Start Records shown

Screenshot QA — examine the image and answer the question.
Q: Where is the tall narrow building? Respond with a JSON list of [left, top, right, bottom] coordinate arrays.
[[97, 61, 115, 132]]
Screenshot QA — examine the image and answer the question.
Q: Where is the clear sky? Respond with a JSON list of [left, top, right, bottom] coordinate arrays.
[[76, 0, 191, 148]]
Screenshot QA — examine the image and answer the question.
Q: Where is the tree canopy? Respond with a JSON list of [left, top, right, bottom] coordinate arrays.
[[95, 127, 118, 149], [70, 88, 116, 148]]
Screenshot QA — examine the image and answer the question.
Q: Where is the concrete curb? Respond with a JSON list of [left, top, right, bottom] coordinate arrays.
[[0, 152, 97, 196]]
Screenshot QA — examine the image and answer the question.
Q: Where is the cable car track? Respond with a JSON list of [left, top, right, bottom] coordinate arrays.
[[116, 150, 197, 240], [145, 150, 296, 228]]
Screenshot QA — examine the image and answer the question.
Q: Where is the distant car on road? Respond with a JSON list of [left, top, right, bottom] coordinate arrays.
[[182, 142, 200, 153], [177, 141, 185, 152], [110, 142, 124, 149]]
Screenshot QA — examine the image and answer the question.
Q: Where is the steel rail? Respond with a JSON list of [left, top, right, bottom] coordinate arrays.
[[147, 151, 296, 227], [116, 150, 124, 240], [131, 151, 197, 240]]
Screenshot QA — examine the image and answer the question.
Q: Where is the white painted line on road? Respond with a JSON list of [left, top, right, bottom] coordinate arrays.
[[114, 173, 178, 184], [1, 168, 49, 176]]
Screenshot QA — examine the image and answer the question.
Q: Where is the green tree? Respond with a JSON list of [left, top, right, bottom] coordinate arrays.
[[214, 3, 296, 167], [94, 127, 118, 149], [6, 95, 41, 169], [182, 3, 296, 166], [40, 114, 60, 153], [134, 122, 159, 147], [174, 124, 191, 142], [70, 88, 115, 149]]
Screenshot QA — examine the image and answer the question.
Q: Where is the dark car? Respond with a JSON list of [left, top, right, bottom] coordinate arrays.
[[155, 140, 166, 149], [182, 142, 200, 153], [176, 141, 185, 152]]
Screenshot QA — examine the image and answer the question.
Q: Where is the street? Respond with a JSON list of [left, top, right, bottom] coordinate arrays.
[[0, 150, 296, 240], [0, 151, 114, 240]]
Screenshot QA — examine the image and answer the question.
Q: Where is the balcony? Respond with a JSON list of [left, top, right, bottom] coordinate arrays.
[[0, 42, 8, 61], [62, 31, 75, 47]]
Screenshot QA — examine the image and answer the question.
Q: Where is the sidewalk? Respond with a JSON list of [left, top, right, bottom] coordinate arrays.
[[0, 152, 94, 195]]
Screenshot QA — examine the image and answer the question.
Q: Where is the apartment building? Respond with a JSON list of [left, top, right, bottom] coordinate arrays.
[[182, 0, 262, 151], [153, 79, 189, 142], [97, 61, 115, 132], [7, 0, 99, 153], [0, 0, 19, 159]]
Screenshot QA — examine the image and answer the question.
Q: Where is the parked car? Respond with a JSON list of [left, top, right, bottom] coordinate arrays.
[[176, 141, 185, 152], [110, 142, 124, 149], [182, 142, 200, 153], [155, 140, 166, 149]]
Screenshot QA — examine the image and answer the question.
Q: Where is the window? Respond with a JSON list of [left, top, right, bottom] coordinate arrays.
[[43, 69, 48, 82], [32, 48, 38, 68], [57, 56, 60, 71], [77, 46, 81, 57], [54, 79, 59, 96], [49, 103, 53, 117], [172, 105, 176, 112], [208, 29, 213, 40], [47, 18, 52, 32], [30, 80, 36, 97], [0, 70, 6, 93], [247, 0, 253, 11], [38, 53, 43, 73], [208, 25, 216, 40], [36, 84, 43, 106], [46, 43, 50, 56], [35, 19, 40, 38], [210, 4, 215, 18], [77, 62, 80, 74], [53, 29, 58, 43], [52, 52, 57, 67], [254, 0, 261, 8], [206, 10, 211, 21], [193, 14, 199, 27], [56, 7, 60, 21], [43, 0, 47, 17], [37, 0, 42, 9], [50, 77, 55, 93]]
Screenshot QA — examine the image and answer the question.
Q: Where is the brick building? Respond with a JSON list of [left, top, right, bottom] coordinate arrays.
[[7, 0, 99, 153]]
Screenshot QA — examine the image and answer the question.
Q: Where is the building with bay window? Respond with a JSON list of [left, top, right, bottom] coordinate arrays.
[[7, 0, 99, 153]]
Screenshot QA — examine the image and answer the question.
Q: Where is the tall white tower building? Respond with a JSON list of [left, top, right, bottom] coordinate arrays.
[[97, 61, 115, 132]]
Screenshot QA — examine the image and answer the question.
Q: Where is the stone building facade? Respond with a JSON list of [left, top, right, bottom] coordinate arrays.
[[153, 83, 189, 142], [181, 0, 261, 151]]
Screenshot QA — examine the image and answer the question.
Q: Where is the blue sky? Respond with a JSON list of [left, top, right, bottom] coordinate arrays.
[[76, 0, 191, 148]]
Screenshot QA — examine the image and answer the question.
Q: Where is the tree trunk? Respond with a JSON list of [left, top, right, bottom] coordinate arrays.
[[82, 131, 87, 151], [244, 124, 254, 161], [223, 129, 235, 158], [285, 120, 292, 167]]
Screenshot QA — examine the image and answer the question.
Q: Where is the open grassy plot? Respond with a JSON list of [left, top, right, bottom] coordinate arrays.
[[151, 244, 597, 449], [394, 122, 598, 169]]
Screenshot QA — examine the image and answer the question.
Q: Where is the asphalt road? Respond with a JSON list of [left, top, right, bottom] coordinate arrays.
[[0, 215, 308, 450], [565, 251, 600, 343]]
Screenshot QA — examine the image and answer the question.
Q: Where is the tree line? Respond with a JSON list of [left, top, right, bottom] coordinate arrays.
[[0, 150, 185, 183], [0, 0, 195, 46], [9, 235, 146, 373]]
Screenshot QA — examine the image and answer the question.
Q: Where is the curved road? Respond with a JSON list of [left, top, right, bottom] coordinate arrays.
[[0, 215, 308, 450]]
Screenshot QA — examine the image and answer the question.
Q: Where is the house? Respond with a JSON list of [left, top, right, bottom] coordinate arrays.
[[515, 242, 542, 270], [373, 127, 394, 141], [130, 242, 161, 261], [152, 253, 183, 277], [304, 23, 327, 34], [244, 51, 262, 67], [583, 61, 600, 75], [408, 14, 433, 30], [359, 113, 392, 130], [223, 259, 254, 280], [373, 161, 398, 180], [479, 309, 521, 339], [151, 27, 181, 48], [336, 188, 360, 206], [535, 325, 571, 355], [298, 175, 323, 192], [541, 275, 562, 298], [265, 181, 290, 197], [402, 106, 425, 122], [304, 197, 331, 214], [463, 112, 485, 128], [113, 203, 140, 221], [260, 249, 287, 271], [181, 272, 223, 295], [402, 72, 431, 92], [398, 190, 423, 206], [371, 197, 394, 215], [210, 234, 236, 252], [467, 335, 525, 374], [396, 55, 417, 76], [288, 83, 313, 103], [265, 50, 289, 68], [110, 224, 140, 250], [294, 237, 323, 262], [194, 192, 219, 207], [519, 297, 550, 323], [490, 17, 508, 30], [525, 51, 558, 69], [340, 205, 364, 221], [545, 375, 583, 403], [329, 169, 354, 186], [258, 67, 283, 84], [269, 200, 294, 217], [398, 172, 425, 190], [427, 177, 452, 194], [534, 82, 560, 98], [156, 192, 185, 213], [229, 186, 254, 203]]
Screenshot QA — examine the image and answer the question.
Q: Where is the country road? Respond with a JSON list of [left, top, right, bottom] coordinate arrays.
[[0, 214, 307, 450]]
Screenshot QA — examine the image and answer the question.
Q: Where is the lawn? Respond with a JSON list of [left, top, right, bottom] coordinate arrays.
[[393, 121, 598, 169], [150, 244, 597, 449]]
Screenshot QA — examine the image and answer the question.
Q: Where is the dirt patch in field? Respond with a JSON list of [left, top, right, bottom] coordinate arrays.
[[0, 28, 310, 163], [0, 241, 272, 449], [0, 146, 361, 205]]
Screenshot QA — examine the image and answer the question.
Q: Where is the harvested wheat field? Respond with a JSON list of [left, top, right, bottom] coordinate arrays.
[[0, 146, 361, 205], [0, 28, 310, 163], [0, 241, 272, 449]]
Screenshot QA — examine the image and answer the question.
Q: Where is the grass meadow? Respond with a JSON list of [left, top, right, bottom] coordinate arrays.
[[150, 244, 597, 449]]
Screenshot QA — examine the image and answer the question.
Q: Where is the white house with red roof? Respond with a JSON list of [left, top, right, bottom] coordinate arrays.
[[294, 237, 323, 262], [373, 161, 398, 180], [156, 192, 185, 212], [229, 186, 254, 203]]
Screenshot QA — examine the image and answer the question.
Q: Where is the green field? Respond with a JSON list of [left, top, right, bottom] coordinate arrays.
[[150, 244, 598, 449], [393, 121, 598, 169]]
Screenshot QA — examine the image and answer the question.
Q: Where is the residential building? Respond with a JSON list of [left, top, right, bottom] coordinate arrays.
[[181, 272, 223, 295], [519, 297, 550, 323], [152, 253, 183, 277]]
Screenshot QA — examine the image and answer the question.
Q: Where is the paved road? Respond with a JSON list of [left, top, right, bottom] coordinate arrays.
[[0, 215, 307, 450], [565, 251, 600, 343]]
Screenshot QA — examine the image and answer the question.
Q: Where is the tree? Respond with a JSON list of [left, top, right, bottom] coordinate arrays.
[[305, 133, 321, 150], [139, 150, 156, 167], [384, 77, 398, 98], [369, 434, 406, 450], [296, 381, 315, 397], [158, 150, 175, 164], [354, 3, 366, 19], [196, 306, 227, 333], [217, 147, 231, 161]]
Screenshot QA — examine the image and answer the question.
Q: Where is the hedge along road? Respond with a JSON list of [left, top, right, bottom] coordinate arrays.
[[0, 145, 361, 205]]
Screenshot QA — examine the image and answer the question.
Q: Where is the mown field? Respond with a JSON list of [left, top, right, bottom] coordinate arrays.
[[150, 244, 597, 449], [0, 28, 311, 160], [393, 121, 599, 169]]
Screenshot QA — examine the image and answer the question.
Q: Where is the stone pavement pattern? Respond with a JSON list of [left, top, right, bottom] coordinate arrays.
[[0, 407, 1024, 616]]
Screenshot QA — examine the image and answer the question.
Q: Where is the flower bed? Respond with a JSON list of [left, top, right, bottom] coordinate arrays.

End Records shown

_Set task_.
State how many lines of the records contain the word "stone", giving the number alone.

_Written response_.
2